»»
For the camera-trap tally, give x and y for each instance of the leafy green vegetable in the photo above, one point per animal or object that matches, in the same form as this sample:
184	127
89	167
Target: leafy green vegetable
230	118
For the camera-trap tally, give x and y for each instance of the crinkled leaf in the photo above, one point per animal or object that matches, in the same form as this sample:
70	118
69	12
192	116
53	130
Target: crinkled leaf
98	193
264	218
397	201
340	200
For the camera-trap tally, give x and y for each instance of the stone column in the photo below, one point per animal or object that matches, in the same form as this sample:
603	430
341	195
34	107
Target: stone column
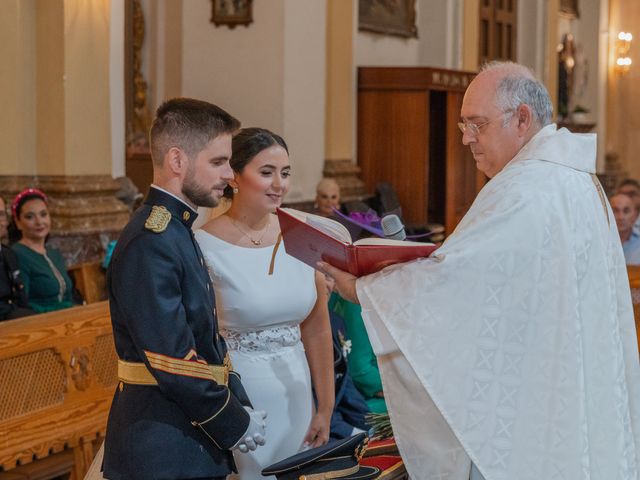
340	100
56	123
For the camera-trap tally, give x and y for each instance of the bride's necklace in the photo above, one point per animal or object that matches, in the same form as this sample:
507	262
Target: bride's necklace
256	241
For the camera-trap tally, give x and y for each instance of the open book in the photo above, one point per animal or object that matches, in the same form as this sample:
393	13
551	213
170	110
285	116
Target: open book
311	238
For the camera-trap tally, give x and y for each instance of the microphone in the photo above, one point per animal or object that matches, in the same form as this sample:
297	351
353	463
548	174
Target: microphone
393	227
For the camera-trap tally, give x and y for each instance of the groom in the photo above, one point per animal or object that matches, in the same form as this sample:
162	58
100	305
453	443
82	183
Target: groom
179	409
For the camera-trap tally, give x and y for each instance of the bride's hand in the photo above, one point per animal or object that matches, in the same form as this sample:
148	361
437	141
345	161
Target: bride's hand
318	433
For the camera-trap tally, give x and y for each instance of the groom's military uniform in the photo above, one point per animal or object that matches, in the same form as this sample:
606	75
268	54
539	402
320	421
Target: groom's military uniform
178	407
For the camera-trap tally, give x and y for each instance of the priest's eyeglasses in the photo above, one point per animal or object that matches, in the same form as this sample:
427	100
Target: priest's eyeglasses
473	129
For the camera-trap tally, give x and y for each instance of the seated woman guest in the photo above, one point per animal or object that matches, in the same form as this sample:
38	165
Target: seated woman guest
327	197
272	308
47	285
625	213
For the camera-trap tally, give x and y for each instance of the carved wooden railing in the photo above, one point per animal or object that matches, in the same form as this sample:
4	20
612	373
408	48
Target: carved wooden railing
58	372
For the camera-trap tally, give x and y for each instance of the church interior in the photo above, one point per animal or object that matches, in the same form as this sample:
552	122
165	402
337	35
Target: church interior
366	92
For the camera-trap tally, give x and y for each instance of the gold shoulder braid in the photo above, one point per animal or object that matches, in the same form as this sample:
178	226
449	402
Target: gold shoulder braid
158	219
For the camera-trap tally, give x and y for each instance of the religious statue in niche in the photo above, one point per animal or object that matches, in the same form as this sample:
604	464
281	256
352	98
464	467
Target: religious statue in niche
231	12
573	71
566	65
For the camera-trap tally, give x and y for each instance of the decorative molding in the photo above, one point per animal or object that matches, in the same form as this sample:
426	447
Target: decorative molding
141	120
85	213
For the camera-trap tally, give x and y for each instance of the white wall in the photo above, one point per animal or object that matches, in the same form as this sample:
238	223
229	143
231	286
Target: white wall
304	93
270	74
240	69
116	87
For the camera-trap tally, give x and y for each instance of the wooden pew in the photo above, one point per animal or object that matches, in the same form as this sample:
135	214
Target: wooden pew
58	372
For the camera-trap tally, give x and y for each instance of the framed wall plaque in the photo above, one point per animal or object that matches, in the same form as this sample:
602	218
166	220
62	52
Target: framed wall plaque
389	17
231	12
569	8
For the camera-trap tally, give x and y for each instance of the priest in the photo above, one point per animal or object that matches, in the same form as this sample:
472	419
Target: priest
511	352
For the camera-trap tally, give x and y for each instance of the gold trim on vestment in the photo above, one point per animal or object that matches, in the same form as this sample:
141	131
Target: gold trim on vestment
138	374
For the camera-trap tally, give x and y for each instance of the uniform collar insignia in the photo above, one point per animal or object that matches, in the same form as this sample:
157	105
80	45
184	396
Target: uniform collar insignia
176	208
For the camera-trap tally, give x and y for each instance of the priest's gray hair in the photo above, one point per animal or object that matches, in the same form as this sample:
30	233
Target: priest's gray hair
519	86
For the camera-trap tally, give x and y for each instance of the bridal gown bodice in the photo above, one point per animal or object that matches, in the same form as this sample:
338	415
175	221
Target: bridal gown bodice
««
• _Requirement_
Copy every line in the data above that has the string "gown" in it.

• _Exercise result_
For the camera-trap tally, give x and y for each instance of the bridal gown bodice in the photo above, one point per animal or object that matches, in the same form as this sample:
Target: bridal gown bodice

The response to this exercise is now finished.